Locate the line with "Warehouse picking: mark the red" in the material. Copy that line and each one after it, through the last, exactly and with nothing else.

**Excerpt from a dataset:**
====

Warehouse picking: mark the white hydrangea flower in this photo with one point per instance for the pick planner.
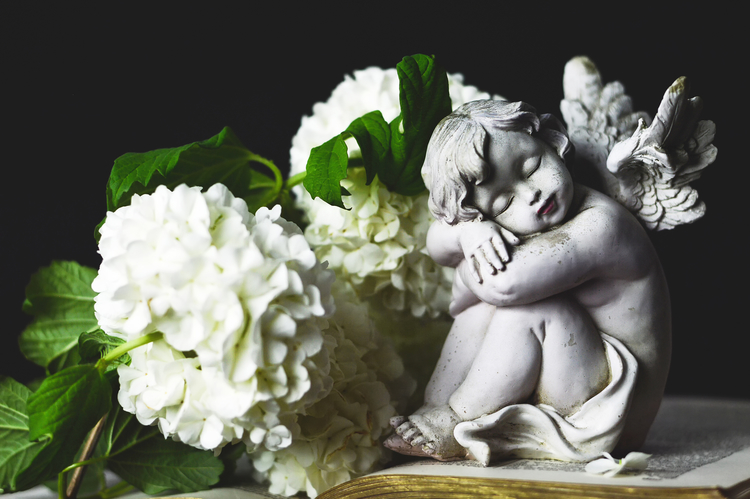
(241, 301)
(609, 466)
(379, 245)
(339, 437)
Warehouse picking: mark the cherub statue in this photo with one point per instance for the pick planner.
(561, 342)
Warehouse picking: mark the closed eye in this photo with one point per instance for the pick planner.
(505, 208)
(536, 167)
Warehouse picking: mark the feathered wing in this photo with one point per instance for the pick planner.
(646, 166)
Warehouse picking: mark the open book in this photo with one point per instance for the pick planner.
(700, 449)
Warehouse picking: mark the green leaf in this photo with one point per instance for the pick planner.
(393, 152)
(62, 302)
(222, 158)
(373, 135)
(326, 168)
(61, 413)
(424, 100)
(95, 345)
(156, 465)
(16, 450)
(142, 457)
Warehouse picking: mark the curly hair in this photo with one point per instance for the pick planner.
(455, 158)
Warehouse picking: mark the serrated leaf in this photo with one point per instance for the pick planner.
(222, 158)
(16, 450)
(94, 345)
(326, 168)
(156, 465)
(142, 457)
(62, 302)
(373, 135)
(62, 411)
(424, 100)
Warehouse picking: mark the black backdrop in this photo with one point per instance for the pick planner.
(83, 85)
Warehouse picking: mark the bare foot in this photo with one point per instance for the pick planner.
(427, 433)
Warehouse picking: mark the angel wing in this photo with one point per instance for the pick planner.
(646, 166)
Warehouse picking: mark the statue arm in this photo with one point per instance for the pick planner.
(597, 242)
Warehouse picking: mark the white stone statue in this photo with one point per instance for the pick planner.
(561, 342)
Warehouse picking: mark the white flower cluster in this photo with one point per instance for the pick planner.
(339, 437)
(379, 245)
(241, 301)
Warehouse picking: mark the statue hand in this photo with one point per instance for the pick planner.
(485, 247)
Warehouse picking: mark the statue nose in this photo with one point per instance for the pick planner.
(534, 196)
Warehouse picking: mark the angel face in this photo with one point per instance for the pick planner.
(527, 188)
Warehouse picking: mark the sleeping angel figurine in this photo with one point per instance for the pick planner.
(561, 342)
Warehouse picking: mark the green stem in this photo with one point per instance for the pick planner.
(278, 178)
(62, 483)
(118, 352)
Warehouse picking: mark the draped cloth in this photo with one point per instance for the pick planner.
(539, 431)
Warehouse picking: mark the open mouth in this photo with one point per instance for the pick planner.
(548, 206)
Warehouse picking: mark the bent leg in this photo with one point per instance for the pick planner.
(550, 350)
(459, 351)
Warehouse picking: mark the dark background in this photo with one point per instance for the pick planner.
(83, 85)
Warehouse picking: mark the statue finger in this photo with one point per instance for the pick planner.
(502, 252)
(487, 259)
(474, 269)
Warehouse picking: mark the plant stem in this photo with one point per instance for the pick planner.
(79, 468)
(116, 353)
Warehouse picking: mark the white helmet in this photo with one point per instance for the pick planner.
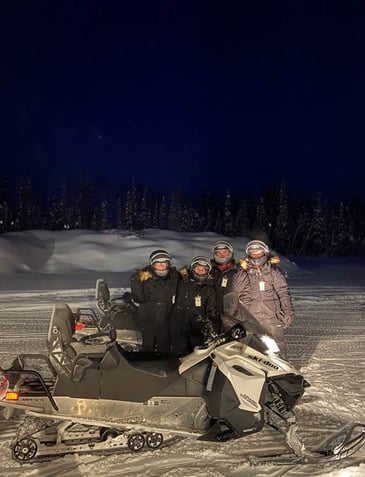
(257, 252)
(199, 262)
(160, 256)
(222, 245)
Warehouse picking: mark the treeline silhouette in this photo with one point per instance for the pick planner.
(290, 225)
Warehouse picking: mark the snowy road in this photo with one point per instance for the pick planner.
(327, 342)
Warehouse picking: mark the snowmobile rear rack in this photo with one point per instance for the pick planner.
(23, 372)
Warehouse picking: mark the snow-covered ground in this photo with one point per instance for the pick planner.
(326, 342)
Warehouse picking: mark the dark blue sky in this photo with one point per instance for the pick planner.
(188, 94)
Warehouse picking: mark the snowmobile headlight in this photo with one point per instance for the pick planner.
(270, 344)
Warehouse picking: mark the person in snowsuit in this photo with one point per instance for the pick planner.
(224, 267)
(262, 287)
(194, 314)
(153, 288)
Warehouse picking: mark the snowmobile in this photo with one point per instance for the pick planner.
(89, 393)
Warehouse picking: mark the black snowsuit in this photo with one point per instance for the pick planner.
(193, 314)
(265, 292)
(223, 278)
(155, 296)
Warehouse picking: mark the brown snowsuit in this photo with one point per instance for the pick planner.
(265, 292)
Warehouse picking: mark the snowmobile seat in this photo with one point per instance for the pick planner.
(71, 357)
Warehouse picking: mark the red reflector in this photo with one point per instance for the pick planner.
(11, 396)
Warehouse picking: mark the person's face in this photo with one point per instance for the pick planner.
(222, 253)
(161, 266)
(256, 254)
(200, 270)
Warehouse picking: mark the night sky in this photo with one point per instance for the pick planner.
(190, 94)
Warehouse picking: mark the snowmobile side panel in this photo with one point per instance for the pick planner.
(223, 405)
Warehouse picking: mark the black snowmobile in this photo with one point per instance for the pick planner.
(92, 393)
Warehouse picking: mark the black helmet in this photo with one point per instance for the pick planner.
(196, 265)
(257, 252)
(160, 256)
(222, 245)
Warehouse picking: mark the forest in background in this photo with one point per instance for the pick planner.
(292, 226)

====

**Expected output:**
Warehouse picking: mark the red reflector in this photo with one point per instance for the pick planner.
(11, 396)
Warehouse picking: mark the person's face in this photo with one point per instance for the pick planner.
(222, 253)
(161, 266)
(256, 254)
(200, 270)
Warehouse picking: mark the night sky in this photo with one point per instance for the pick planner.
(190, 94)
Warehouse picking: mark the snowmobile side panel in this photo with one point per instance for the pick planner.
(223, 405)
Warehouse picking: mark the black snowmobile in this photo with one point per instance for the pick planner.
(92, 393)
Warehouse picking: mark the black helmet in this photo with one point per instance for the pick planner.
(196, 265)
(257, 252)
(160, 256)
(222, 245)
Warehouse picking: mark the forest in background in this photo with one point per instance for the pick planner.
(292, 226)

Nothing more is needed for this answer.